About this blog: Purushwadi is a tribal village in Maharashtra where beautiful fireflies lit up the night sky, especially during monsoon. I visited here to attend the famed Purushwadi Fireflies Festival. I also stayed at one of the Purushwadi homestays and camped on the mountains. Located at 3 hours drive from Mumbai, Purushwadi is one of the best weekend gateways for monsoon hideouts! In this travel blog, I tell you stories from the distant village of Purushwadi, how I reached there from Mumbai by a local train and how I loved reconnecting with nature!
Reaching the village of Purushwadi, where thousands fireflies gleam and the famed fireflies festival beckons!
As the last remnants of urban life receded with a speeding Bombay local, I could feel my lungs feel with fresh air. In a short two hours ride from downtown Mumbai, I reached Kasara, the gateway to the Sahyadri mountain range. A vast terrain lies ahead with ripples of old mountain ranges.
True the terrain was hued in yellow ochre and sparsely grown bush adorned earth. The spiraling highway vanished fast behind the ancient hillocks, punctuated by rail tracks and pretty tunnels.
But then, I am told, at the advent of monsoon, a lush carpet forms over this vast land. Trees bloom in gorgeous fiery red flowers . New crops are sowed. Fringe villages make merry with fresh grown crops and more.
Reaching Kasara station will make you overwhelmed with options to ply in and around Government buses ply to Nashik, the nearby big city. Plenty of makeshift vans will join in the competition. Battling the crowd, I went out and called up Santosh, my saviour, the driver who came to rescue with a tata sumo like vehicle.
A woman walks clad in a traditional Marathi dress at rural Maharashtra!
To much of my surprise, I discovered the van is amphibian. Many cycles of evolution have been practiced to change the back of the van be a broader, bigger place to accommodate men, luggage, at times chicken and goats (!) ! It is no doubt a sturdier version of our good old home-bred Sumo. Sooner, I will learn this is the only mode of transport for the population living in villages nearby. A short plight to Rajour, a nearby town, demands many people share a vehicle or spend a significant amount of money!
The Purushwadi Firefly Festival: a celebration with the least of human involvement
Grassroutes informed , the village of Purushwadi is famous for fireflies, Jonaki, as I have known them since childhood. Glimpses of worry-free days from childhood flashes in my mind. The nights of Kolkata rains, when I would tuck in the mosquito net after the late night show of the ghostly series Aahat, a bit scared with possibility a ghost watching me from the television box, dadu standing in the veranda and reassuring how ghosts don’t exits and a firefliy, amid all these, somehow escapes the worldly hurdles and make a little space in the upper corner of the net, the meek light on the beetle trying to remove fears from my mind… Dida would say not to touch it, “It will die, the light will go…”
The children of Purushwadi tell me how they would keep some of them caged in glass jars in yester-years. They know better now. They take one bug or two on their hand and let it breathe, even let you touch. I still do not touch the fireflies, as Dida suggested.

* [Rows from a pointing dataset]

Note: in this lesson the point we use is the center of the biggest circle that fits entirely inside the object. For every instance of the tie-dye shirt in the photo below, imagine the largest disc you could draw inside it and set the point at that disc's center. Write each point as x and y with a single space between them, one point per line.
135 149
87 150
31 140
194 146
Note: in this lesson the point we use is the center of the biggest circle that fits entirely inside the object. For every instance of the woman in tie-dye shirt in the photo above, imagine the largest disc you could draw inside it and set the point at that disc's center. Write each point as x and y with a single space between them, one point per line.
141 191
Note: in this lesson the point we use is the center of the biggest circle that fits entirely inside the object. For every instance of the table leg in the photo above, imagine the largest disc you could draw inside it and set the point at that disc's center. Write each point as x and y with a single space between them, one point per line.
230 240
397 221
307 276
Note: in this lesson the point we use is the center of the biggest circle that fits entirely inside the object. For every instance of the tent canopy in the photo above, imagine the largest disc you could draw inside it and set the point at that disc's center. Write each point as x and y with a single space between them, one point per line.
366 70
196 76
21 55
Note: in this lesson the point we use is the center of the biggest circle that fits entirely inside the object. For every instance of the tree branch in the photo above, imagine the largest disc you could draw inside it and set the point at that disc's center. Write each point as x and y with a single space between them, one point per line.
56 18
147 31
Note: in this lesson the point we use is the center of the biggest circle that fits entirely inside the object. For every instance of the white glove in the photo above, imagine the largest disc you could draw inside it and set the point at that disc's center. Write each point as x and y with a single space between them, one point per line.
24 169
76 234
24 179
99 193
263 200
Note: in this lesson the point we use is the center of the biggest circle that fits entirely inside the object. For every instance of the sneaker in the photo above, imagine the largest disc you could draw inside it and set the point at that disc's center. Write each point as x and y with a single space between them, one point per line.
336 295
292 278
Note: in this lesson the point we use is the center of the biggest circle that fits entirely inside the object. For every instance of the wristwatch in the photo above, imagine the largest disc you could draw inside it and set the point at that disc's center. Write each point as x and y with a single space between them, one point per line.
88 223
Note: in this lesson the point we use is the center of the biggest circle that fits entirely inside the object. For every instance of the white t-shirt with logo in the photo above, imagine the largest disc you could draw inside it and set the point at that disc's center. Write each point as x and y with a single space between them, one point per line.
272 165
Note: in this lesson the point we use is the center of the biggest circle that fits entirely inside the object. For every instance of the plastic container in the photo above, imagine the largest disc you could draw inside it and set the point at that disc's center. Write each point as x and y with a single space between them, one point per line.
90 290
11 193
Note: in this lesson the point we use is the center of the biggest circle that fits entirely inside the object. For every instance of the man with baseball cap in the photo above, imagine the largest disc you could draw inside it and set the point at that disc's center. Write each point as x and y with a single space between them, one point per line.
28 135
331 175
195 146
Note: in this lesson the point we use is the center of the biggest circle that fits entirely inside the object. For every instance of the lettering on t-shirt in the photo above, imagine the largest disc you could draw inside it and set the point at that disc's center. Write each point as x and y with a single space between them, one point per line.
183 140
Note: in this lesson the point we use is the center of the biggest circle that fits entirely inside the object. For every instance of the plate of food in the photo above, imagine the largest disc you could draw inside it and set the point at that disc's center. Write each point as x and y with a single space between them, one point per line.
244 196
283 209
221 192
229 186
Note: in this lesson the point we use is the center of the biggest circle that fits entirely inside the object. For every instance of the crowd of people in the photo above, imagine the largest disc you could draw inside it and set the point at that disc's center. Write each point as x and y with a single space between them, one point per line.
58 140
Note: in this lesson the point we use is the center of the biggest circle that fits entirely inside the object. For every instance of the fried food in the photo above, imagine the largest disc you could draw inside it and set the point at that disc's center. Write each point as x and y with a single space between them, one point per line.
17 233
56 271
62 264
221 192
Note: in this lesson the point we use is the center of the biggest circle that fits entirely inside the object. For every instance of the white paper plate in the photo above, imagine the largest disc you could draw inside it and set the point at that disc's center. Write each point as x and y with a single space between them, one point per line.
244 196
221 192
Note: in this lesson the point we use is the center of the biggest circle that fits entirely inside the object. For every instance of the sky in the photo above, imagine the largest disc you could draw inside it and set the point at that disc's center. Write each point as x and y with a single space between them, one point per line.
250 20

* [WHAT IS EXPECTED]
Pick up the Purushwadi fireflies travel blog above right after its last sentence and keep writing.

* [OUTPUT]
At Purushwadi, you need to take a brisk walk down to the river bank, to witness the majestic show of fireflies. Unlike the marshland of Kolkata suburbs, the Sahyadri of Maharashtra has given them a better stage to put together a grand show! By the river, in the bush, in the branches of tall trees, millions fireflies live and glow. Legends of the village tells, the denser the swarm, the better the yield for the year!
But then, the village has plenty on offer other than the Purushwadi Fireflies Festival!
The poignant details of a kitchen from a rural household. The forest provides with plenty of wood that helps fuel cooking and warms up water at the same time!
Need an excuse to reconnect with nature? Think camping at Purushwadi, or choose a homestay!
May be the urban kids of these days have never had the fortune of experiencing fireflies. The grand show of a huge tree gleaming with the warm flies is a sure site, but Purushwadi appealed to me more with the expand of nature trails.
A handful of berries that grows in abundance in and around the campsite!
The pretty trails on the hillocks go endless and branch out to unknown corners. Chance encounters with wild berries and Hirada plants are in abundance. Climbing to the the top of Matha (the name of the hill I hiked and the tallest one near Purushwadi) lets you take a lingering glance a the vast terrain. Sunsets make the river Kormundi sparkle.
A village school at Purushwadi and moments of unspoken pride
Santosh shows me around his school with a dearness. These are the small treasures of rural life. They take good care of the compound. The walls are painted bright and many characters from folklore and school share space there.
Everything is written in English but students learn Marathi as the first language. In my interaction with villagers, I found they do not speak Hindi very well either. Surprising that the place is just 4 hours away from the heartland of Hindi film industry! A temple of Muktabai stands close by.
I am told that Mukta bai shares bitter relationship with Hanuman, and the temples of both are by rule set up at a sizable distance.
Various Graffiti at the primary school at the Purushwadi Village, drawn by students!
If eating organic is what your prefer… Purushwadi is your best place!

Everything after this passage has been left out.